» **EXERCISE AIM**
Format the lines from the start of the records through the line containing "List the outlines of the arched doorway." as a JSON list of strings, one string per line, skipping blank lines and leaving out the pictures.

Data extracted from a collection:
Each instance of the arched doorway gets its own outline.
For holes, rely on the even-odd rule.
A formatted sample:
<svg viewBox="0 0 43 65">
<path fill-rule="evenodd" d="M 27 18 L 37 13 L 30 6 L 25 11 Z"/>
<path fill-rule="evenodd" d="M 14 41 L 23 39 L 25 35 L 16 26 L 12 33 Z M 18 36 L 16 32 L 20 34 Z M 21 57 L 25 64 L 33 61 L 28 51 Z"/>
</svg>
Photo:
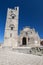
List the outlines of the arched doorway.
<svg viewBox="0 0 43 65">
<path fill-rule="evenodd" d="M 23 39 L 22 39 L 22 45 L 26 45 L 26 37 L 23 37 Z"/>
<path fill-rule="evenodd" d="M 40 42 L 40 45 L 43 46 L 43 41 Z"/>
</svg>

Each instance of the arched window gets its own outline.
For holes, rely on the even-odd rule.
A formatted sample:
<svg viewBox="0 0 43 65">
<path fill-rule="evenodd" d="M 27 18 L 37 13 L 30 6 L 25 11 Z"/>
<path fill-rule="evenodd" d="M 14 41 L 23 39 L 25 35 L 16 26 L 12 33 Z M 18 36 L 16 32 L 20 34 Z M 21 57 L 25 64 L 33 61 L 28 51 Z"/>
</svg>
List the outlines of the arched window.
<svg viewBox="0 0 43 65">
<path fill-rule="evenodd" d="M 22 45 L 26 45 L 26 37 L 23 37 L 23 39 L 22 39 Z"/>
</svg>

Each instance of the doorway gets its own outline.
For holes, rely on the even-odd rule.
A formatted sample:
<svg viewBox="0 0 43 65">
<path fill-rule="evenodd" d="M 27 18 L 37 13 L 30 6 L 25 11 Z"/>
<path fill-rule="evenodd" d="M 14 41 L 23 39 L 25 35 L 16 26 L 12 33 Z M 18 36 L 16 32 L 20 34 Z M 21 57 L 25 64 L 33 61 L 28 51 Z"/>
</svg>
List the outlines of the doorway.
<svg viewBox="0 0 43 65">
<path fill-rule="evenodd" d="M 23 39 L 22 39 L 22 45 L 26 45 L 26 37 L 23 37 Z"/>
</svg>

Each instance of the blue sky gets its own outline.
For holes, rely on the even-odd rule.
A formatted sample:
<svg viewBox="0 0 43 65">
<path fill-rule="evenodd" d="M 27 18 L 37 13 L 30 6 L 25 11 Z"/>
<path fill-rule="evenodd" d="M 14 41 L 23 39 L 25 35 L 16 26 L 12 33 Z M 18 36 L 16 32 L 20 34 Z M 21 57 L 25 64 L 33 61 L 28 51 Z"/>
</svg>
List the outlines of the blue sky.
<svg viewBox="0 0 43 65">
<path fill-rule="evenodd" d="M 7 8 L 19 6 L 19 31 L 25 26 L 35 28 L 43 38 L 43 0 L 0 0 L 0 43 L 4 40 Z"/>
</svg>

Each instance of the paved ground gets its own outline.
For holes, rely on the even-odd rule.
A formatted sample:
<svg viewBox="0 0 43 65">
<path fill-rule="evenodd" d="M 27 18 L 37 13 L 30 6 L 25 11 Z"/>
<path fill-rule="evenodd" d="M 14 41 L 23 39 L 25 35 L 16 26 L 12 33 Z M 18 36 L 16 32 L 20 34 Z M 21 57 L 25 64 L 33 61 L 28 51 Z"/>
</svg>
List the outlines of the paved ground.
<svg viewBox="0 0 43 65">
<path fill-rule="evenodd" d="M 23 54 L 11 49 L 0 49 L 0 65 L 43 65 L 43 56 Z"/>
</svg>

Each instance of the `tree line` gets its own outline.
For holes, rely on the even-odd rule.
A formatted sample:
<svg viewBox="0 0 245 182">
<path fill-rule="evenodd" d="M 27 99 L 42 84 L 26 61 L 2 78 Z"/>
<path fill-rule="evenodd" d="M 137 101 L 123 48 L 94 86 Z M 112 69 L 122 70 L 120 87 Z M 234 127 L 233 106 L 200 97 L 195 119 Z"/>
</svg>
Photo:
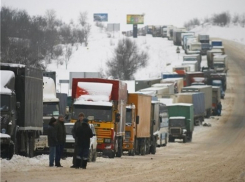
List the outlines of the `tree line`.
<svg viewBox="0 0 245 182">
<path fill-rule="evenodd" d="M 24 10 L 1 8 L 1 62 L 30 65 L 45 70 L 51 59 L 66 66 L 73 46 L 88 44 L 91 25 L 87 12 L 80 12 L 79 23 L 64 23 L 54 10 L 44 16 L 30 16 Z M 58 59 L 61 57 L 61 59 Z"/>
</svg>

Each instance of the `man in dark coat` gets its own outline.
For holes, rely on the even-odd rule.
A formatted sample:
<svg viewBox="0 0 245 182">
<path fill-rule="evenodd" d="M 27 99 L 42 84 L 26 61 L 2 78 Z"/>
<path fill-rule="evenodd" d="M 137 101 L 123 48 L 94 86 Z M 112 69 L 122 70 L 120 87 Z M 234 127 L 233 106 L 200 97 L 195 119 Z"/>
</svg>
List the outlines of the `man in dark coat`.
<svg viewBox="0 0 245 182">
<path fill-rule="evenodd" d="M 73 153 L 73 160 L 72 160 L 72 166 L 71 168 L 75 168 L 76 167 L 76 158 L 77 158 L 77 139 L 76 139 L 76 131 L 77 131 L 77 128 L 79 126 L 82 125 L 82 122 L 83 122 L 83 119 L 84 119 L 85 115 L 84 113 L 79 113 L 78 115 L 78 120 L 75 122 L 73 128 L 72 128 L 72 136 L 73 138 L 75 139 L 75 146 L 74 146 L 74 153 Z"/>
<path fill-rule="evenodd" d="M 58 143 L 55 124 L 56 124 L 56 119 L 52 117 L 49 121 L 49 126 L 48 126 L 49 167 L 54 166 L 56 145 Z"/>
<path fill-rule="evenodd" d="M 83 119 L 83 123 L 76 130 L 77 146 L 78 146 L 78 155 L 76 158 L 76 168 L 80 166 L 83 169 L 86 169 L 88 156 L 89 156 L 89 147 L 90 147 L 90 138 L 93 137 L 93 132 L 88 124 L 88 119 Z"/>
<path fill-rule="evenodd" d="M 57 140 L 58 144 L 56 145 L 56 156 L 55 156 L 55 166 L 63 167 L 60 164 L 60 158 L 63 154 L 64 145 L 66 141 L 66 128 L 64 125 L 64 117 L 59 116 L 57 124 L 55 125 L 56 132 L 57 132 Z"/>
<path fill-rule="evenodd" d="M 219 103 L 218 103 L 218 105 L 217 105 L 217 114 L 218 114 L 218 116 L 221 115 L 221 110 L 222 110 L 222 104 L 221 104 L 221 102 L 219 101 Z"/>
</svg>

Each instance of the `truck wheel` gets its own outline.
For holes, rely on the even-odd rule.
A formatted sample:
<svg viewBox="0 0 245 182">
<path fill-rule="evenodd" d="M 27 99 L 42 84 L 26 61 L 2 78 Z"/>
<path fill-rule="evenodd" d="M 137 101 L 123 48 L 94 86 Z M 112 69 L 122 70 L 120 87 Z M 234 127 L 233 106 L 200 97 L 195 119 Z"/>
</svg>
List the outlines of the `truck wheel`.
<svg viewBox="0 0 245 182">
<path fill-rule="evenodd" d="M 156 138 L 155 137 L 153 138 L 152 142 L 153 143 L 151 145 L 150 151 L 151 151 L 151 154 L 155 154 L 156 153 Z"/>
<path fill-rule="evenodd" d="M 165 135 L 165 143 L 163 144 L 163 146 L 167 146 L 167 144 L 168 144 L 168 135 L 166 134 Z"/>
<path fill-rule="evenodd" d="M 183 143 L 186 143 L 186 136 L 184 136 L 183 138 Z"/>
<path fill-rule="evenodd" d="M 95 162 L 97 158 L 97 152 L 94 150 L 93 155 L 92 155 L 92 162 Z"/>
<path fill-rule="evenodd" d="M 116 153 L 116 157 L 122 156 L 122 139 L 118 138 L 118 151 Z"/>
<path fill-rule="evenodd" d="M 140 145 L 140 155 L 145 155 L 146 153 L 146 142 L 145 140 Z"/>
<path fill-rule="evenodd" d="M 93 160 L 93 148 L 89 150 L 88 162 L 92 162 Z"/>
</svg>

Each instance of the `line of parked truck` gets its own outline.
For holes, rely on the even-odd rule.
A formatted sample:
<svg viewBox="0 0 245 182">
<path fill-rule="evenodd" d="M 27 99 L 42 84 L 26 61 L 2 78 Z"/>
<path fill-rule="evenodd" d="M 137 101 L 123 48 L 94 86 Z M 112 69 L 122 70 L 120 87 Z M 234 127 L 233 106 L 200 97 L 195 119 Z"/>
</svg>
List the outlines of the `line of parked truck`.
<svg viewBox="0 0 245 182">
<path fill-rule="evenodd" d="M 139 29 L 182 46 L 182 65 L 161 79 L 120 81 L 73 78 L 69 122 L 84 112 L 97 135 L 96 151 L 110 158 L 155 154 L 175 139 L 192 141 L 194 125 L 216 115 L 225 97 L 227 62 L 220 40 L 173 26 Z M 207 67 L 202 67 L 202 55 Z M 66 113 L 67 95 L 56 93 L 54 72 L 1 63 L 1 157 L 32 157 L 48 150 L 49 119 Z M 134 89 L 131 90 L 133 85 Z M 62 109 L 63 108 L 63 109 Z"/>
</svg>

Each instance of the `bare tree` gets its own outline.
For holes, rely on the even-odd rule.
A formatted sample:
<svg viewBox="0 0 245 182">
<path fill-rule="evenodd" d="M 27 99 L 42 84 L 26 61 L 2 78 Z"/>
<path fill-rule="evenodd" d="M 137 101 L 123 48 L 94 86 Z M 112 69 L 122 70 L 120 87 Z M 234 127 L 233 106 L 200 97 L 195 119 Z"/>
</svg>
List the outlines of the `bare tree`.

» **OUTPUT OF THE EXERCISE**
[
  "Each instance of the arched doorway gets its own outline.",
  "For holes, rely on the even-odd rule.",
  "A formatted sample:",
  "<svg viewBox=\"0 0 43 65\">",
  "<path fill-rule=\"evenodd\" d=\"M 27 18 L 37 13 L 30 6 L 25 11 Z\"/>",
  "<path fill-rule=\"evenodd\" d=\"M 14 41 L 23 39 L 25 35 L 16 26 L 12 33 Z M 18 36 L 16 32 L 20 34 Z M 21 57 L 25 64 L 33 61 L 28 51 Z\"/>",
  "</svg>",
  "Photo:",
  "List the outlines of the arched doorway."
]